What is required >> Please count the lines with the word "woman" in the material below, then state the number by itself.
====
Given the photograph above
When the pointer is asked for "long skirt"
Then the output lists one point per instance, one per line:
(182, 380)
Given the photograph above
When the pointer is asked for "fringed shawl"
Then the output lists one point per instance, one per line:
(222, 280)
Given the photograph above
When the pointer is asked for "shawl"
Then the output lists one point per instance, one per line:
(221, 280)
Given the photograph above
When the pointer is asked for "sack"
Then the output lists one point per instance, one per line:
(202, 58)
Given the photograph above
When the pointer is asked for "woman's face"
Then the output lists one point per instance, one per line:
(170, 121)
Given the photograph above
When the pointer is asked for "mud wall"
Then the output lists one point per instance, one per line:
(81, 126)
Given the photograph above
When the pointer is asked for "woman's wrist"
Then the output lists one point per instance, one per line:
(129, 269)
====
Answer space >> 2